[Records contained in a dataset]
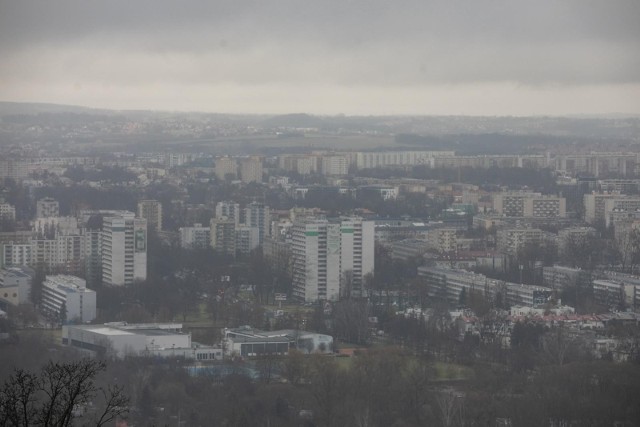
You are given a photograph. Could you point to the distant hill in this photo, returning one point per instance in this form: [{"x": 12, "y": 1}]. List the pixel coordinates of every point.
[
  {"x": 32, "y": 108},
  {"x": 294, "y": 121}
]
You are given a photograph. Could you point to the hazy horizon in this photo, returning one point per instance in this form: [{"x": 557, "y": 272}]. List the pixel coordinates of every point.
[{"x": 492, "y": 58}]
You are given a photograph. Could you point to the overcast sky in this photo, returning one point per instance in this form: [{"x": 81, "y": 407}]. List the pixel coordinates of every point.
[{"x": 476, "y": 57}]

▶ [WHAT THE TASK ASKS]: Exact copies of the lines from the one holding "You are given a photograph. Could you point to the hazy" through the last line above, and only those, make up the answer.

▶ [EXERCISE OUTPUT]:
You are given a photograph. Could you point to the hazy horizon in this photo, returning one point per instance in this form: [{"x": 557, "y": 272}]. List the pixel coordinates of every point.
[{"x": 492, "y": 58}]
You are given a photograph. Could you point to the overcast sky in this photo, returning one point per instance in this form: [{"x": 81, "y": 407}]. List the pixel coordinates of every point.
[{"x": 476, "y": 57}]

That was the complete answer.